# [Material shown]
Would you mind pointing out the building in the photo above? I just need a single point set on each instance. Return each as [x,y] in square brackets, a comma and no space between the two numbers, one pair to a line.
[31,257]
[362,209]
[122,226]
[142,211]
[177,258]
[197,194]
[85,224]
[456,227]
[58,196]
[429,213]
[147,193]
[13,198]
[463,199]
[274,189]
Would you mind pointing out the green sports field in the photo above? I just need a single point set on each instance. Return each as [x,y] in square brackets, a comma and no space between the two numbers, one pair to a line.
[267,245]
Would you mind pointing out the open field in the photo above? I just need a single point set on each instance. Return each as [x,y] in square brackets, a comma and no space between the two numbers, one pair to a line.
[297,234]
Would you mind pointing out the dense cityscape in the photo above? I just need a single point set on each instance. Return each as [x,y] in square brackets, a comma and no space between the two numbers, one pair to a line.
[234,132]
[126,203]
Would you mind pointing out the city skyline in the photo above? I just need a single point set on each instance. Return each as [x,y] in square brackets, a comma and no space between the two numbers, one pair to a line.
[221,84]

# [Objective]
Format the items above, from the line containing "Would you mind pointing out the city" through the last line of the items, as a Markdown table with the columns Row and Item line. Number each line and leave out any blank lines.

# [Result of the task]
| Row | Item line |
|---|---|
| 1 | Would you mind pointing out the city skyline in the photo above? I just need a single point set on each instance. Return each as [x,y] in square brackets, a comma and no space between the two numbers, one pair to a line. |
| 2 | [221,84] |